* Available records:
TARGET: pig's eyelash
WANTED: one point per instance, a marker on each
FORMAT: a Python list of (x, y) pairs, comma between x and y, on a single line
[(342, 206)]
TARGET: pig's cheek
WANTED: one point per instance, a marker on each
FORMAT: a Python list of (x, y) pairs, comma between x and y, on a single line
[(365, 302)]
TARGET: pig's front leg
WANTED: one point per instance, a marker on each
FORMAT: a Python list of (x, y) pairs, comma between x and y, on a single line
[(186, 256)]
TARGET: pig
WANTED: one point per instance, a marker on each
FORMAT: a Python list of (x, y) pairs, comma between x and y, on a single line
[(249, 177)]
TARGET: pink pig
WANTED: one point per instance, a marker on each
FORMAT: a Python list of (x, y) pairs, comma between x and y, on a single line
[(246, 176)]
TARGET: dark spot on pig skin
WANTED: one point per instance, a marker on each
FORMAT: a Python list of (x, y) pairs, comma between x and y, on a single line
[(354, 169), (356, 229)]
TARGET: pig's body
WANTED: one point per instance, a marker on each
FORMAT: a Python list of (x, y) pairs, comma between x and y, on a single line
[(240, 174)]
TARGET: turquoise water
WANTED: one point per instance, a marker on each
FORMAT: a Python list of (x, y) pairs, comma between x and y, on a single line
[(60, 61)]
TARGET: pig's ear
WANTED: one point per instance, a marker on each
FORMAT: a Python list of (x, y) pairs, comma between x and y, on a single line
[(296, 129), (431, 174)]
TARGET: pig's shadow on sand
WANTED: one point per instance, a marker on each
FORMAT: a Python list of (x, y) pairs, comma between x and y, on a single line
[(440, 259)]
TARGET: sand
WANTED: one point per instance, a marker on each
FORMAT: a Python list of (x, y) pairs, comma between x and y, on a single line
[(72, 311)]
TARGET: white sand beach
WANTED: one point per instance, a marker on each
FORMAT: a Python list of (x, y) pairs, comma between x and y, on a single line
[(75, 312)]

* What is asked: Convert every line of the entries above into a JSON list of strings, with one string per line and blank lines left out.

* Solution:
[
  "TARGET: pig's eyelash",
  "WANTED: one point per instance, a marker on each",
  "FORMAT: a Python list of (x, y) pairs, comma between x and y, on a single line",
  "[(342, 206)]",
  "TARGET: pig's cheek",
  "WANTED: one point per instance, a marker on each",
  "FORMAT: a Python list of (x, y) pairs, comma between x and y, on a single line",
  "[(365, 302)]",
  "TARGET: pig's front leg",
  "WANTED: one point per instance, a marker on each",
  "FORMAT: a Python list of (x, y) pairs, comma between x and y, on a single line",
  "[(186, 256)]",
  "TARGET: pig",
  "WANTED: one point per instance, a marker on each",
  "FORMAT: a Python list of (x, y) pairs, comma between x and y, on a single line",
  "[(249, 177)]",
  "TARGET: pink pig",
  "WANTED: one point per instance, a marker on each",
  "FORMAT: a Python list of (x, y) pairs, comma between x and y, on a single line",
  "[(246, 176)]",
  "TARGET: dark spot on pig skin",
  "WANTED: one point per instance, a marker on each",
  "FORMAT: a Python list of (x, y) pairs, comma between x and y, on a single line",
  "[(354, 169), (356, 229)]",
  "TARGET: pig's body",
  "WANTED: one point per instance, a marker on each",
  "FORMAT: a Python list of (x, y) pairs, comma between x and y, on a single line",
  "[(240, 174)]",
  "TARGET: turquoise water",
  "WANTED: one point per instance, a marker on each",
  "FORMAT: a Python list of (x, y) pairs, comma between x and y, on a single line",
  "[(60, 61)]",
  "TARGET: pig's ear",
  "WANTED: one point per instance, a marker on each",
  "FORMAT: a Python list of (x, y) pairs, comma between x and y, on a single line",
  "[(296, 129), (431, 174)]",
  "TARGET: pig's shadow on sand",
  "WANTED: one point per instance, a marker on each",
  "FORMAT: a Python list of (x, y) pairs, comma between x and y, on a single line",
  "[(440, 259)]",
  "TARGET: sand",
  "WANTED: one point per instance, a marker on each",
  "FORMAT: a Python list of (x, y) pairs, comma between x and y, on a single line",
  "[(72, 311)]",
  "TARGET: white sand beach",
  "WANTED: one point per instance, a marker on each",
  "FORMAT: a Python list of (x, y) pairs, comma between x and y, on a single line",
  "[(75, 312)]"
]